— begin DATA PROVIDED —

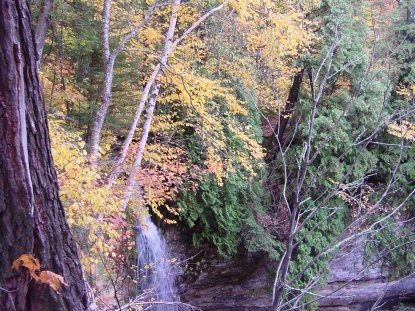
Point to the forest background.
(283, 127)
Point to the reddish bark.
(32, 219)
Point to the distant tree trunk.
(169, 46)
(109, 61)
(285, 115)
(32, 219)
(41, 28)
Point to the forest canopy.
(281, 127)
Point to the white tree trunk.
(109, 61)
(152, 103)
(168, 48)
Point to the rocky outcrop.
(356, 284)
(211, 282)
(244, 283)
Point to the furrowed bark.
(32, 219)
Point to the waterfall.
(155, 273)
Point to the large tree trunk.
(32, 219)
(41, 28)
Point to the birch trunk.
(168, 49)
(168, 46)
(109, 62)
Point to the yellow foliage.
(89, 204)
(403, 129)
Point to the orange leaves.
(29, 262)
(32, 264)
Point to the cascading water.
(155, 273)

— end DATA PROVIDED —
— begin DATA PROVIDED —

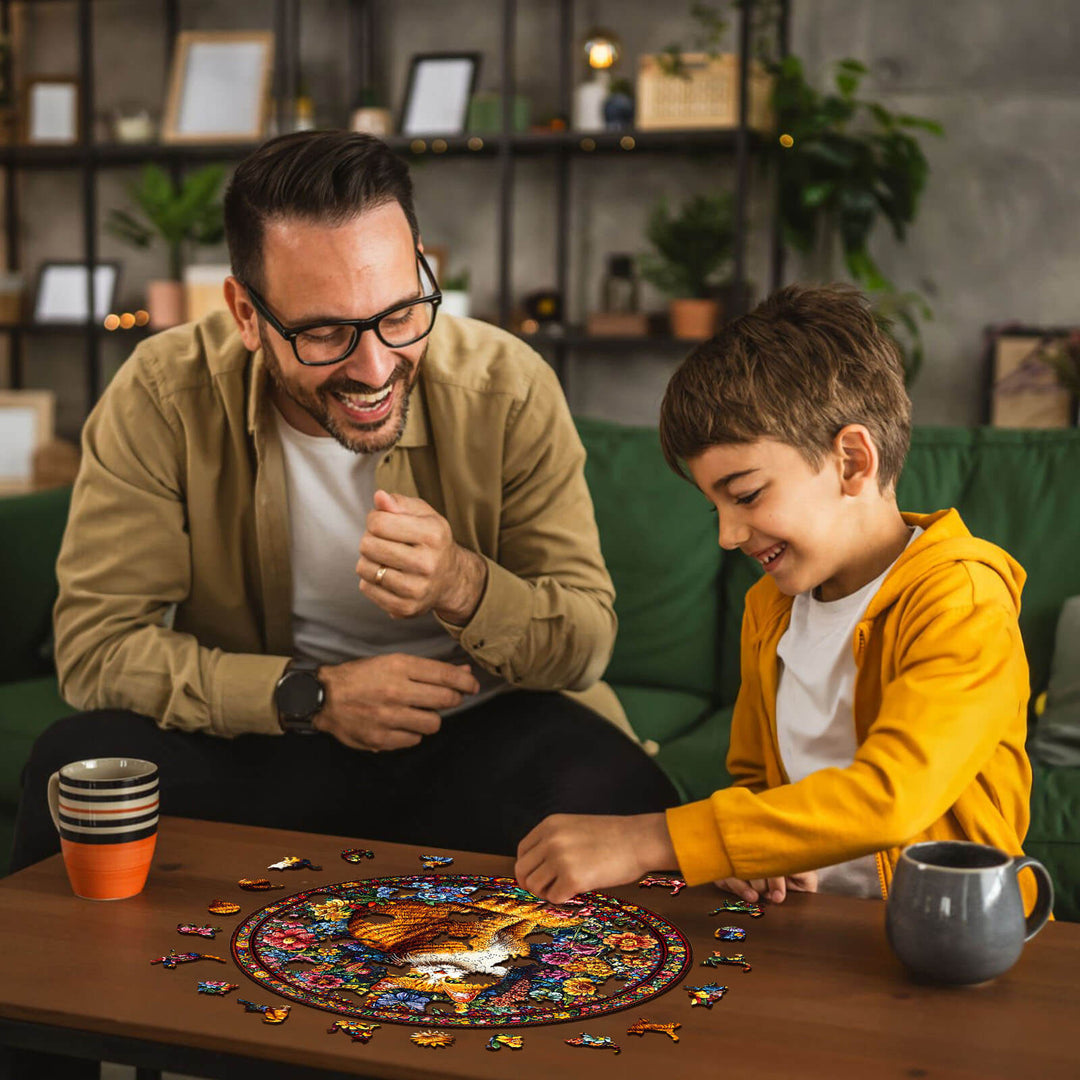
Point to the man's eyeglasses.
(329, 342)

— end DATA PROVIDED —

### WHAT YOU WILL DO:
Select every line of the listing above that contains the word "tree".

### ANSWER BELOW:
Point to the distant tree trunk.
Point to the white tree trunk.
Point to the large tree trunk.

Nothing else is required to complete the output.